◆ Data for this exercise
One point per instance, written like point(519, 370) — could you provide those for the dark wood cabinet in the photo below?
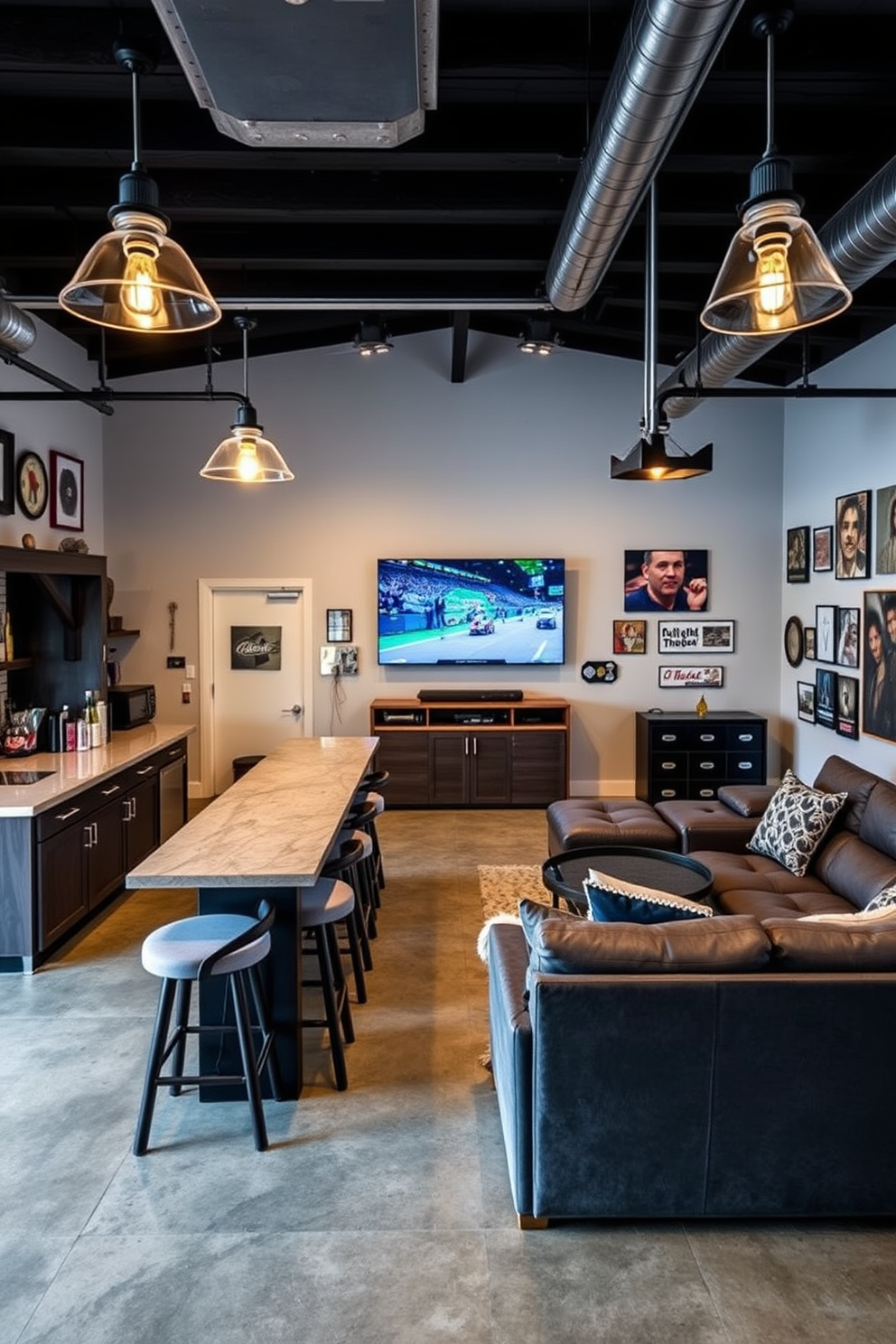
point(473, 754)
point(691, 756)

==

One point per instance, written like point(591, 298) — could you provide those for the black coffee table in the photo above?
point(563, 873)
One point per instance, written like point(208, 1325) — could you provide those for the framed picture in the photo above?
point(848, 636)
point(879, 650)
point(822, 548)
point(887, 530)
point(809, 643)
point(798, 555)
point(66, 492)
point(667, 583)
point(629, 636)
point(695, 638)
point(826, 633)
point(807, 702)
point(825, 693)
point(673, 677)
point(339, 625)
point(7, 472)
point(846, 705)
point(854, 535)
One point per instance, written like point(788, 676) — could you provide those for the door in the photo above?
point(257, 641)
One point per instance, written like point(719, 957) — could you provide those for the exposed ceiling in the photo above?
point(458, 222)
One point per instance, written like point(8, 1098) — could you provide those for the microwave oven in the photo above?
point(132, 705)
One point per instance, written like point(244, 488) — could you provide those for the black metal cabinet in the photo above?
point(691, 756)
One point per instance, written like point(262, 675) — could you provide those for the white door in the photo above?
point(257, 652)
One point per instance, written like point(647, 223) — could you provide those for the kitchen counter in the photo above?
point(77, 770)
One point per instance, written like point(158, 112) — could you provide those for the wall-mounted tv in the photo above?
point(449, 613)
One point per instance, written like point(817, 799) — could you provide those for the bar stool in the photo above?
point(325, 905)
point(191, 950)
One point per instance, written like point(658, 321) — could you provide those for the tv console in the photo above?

◆ The exercise
Set down the material above verbatim, from the line containing "One point per instance, written like point(591, 298)" up to and including the line containing "point(563, 873)".

◆ Solution for this problem
One point per instance, written like point(591, 298) — could you provide those for the black coffee table in the photo above?
point(563, 873)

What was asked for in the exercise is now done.